## [Short task 1]
In the rows that follow the text, starting at the first row and ending at the line that contains "[321,52,485,125]", swap "black" for "dark" and keep everything else the same. Give back only those rows, without the pictures.

The major components of the Goldwasser-Micali cryptosystem are described below. In this presentation, Bob is the publisher of the public key and Alice is the party that encrypts the message to be sent to Bob using Bob’s public key. Bob is the party that has the knowledge of the private key allowing him to decrypt the message from Alice. Of course, Eve the eavesdropper can see all the information exchanged via an insecure channel but does not know the private key held by Bob.

Public Key
Bob chooses two large primes $p$ and $q$ . Let $N=p \times q$ . Bob also chooses a number $a$ such that the Legendre symbols $(\frac{a}{p})=(\frac{a}{q})=-1$ . The public key consists of the numbers $N$ and $a$ , which Alice can use to send one-bit to Bob. The public key is also available for Eve the eavesdropper to see.

Private Key
The private key consists of the two large primes $p$ and $q$ whose product is $N$ . Bob is to keep the knowledge of $p$ and $q$ secret.

Encryption
The message to be sent by Alice is either $m$ = 0 or $m$ = 1. Before the encryption, Alice chooses a random number $r$ such that $1<r <N$ . Using Bob’s public key, Alice calculates the ciphertext $c$ by using the following encryption scheme.

$\displaystyle c \equiv \left\{ \begin{array}{rl} r^2 \ \text{mod} \ N &\ \text{if } m = 0\\ a \cdot r^2 \ \text{mod} \ N &\ \text{if } m = 1 \end{array} \right.$

The ciphertext $c$ is sent to Bob by Alice.

Decryption
Once Bob receives the ciphertext $c$ , he computes the Legendre symbol $(\frac{c}{p})$ . The plaintext is recovered according to the following scheme.

## [Short task 2]
According to the passage on the Goldwasser-Micali cryptosystem, what does the private key consist of?

## [Input data]
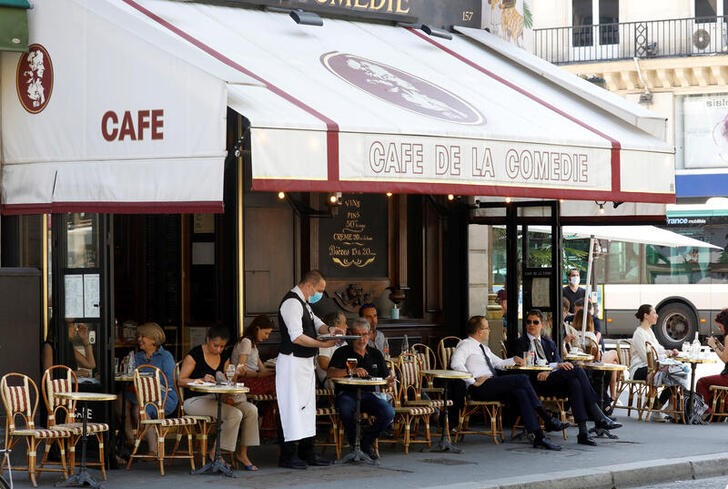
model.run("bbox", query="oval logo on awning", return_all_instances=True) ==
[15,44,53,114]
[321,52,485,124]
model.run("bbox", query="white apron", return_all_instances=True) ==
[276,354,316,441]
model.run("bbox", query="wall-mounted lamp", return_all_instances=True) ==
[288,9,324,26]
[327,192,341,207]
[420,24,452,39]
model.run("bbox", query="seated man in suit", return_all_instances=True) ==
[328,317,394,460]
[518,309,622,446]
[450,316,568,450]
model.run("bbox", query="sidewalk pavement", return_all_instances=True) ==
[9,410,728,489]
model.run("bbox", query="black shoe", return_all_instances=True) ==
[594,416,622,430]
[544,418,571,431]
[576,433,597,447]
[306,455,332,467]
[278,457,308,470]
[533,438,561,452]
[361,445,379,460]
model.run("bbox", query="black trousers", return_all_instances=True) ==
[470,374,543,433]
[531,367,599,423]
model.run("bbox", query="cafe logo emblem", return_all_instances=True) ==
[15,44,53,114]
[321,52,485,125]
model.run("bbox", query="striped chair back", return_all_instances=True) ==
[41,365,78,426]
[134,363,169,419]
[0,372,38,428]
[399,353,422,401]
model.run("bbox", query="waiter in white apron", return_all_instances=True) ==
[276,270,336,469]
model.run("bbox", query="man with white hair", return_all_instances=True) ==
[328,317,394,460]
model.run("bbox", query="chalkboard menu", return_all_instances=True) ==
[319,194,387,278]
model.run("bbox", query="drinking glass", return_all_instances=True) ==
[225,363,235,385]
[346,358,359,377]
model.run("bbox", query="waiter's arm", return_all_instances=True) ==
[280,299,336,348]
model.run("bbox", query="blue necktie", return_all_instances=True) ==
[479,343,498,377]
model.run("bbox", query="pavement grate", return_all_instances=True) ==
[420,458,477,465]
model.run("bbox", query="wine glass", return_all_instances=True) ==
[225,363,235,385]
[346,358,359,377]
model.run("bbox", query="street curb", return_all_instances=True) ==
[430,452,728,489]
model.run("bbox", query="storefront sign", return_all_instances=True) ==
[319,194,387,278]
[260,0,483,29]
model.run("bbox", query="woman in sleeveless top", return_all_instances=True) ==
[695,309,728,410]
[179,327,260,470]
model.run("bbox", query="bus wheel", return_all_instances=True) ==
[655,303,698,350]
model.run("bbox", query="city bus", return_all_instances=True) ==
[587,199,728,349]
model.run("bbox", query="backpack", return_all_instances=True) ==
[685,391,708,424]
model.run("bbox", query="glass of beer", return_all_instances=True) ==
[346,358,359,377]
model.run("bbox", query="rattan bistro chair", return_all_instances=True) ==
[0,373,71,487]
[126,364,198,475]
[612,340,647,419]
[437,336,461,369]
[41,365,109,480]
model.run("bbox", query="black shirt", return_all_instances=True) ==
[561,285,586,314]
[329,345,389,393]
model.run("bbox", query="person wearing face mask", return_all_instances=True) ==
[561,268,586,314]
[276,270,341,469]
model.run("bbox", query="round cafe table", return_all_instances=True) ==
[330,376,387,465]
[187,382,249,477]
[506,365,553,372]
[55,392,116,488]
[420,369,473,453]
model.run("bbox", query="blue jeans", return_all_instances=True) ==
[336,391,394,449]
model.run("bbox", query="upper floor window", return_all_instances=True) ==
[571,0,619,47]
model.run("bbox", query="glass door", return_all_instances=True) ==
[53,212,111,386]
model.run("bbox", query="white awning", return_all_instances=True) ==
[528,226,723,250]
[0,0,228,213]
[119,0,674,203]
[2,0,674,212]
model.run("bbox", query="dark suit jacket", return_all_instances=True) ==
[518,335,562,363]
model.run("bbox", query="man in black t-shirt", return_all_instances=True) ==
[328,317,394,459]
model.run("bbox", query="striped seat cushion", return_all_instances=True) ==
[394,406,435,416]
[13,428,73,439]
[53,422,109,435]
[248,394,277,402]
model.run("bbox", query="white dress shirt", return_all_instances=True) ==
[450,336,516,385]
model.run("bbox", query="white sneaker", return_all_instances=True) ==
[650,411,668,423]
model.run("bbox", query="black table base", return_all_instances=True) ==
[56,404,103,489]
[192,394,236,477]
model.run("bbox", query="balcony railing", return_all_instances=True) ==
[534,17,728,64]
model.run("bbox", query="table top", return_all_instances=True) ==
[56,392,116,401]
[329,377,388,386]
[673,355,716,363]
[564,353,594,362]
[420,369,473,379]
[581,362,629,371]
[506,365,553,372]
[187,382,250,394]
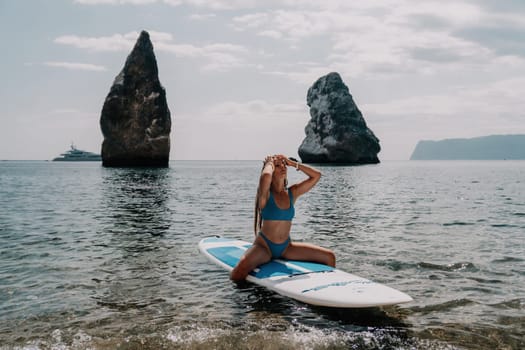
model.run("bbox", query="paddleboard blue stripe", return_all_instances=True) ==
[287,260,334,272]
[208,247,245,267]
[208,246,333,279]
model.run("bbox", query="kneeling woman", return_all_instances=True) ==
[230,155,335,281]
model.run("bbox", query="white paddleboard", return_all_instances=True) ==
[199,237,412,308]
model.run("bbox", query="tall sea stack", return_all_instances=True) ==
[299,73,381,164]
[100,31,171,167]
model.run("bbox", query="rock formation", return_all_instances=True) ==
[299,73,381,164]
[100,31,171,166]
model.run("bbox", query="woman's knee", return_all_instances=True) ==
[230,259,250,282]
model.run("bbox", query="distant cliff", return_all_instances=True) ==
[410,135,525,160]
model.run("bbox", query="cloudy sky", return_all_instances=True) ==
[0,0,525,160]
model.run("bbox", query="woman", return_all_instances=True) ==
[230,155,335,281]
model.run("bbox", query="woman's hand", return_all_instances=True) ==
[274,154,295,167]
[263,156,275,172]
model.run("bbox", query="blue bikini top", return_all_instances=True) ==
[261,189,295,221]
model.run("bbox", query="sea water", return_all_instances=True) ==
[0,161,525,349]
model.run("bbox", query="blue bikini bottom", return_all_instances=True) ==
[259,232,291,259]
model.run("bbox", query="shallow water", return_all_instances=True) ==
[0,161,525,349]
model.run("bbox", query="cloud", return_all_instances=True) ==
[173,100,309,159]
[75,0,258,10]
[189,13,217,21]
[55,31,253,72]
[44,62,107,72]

## [Correct result 1]
model.run("bbox", query="oval logo on awning", return_all_instances=True) ==
[15,44,53,114]
[321,52,485,124]
model.run("bbox", query="white apron", return_all_instances=True) ==
[276,354,316,441]
model.run("bbox", query="wall-mounted lamp", return_all_instances=True) ==
[288,9,324,26]
[327,192,341,207]
[420,24,452,39]
model.run("bbox", query="seated man in suit", return_all_instances=True) ==
[328,317,394,460]
[518,309,622,446]
[450,316,568,450]
model.run("bbox", query="sidewalk pavement", return_all_instances=True) ==
[9,410,728,489]
model.run("bbox", query="dark shoe", return_all_instances=True) ==
[594,416,622,430]
[544,418,571,431]
[576,433,597,447]
[306,455,332,467]
[278,457,308,470]
[533,438,561,452]
[361,445,379,460]
model.run("bbox", query="dark trousers", return_all_instances=True) ==
[470,374,543,433]
[531,367,599,423]
model.run("bbox", query="cafe logo emblem", return_all_instances=True) ==
[15,44,53,114]
[321,52,485,125]

## [Correct result 2]
The private key consists of the two large primes p and q, whose product is N.